AUSGEWÄHLTER AUSZUG
↓↓↓
Das Sortiment enthält alles, was das Herz begehrt: Lebkuchen, glasiert mit Schokolade, mit Ingwer oder zuckersüß mit Füllung, weiß, ohne Füllung und unglasiert („natur“), mit Mandeln und kandierten Früchten oder mit Honig… Hänsel und Gretel würden in Freude ausbrechen, wenn sie diese Köstlichkeiten sehen würden.

Aachener und Nürnberger Lebkuchen

„…das Häuschen ist aus Brot, das Dach darauf ist aus Lebkuchen, und die Fensterchen sind alle aus durchsichtigen Zuckerbonbons“, – mit solch köstlichen Wörtern wird das Lebkuchen-Hexenhäuschen in dem Märchen „Hänsel und Gretel“ der Gebrüder Grimm beschrieben. Man sagt, das erste Rezept für die charakteristischen süßen Lebkuchen kam aus der belgischen Stadt Dinan über die Stadt Aachen (Nordrhein-Westfalen) nach Deutschland. Die Aachener Printen sind eine einzigartige Sorte brauner Ingwerlebkuchen, die seit etwa 1820 in Aachen gebacken wird. Überhaupt ist das „Aachener Nationalgebäck“ eine legendäre exquisite und jahrhundertealte Tradition, die in der ganzen Welt bekannt ist. Selbst in dem Dorf Olgino im Gebiet Pawlodar kennt man sie.
↑↑↑
ARBEITSAUFTRÄGE
[A] Seit wann werden die Aachener Printen laut dem Auszug über Lebkuchen in Aachen gebacken?
[B] Schreiben Sie aus dem Auszug über Lebkuchen die Stelle von „Aachener und Nürnberger“ bis „kennt man sie.“ noch einmal ab und tauschen Sie dabei „Dinan“ gegen „Lüttich“ aus.
[C] Übersetzen Sie diesen Satz aus dem Auszug über Lebkuchen ins Englische: „Man sagt, das erste Rezept für die charakteristischen süßen Lebkuchen kam aus der belgischen Stadt Dinan über die Stadt Aachen (Nordrhein-Westfalen) nach Deutschland.“

ERFASSTE DATEN
↓↓↓
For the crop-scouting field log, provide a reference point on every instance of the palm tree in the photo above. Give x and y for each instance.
↑↑↑
LÖSUNGEN NACH AUFGABEN
[A] Seit etwa 1820.

[B]
Aachener und Nürnberger Lebkuchen

„…das Häuschen ist aus Brot, das Dach darauf ist aus Lebkuchen, und die Fensterchen sind alle aus durchsichtigen Zuckerbonbons“, – mit solch köstlichen Wörtern wird das Lebkuchen-Hexenhäuschen in dem Märchen „Hänsel und Gretel“ der Gebrüder Grimm beschrieben. Man sagt, das erste Rezept für die charakteristischen süßen Lebkuchen kam aus der belgischen Stadt Lüttich über die Stadt Aachen (Nordrhein-Westfalen) nach Deutschland. Die Aachener Printen sind eine einzigartige Sorte brauner Ingwerlebkuchen, die seit etwa 1820 in Aachen gebacken wird. Überhaupt ist das „Aachener Nationalgebäck“ eine legendäre exquisite und jahrhundertealte Tradition, die in der ganzen Welt bekannt ist. Selbst in dem Dorf Olgino im Gebiet Pawlodar kennt man sie.

[C] It is said that the first recipe for the characteristic sweet gingerbread came to Germany from the Belgian town of Dinan by way of the city of Aachen (North Rhine-Westphalia).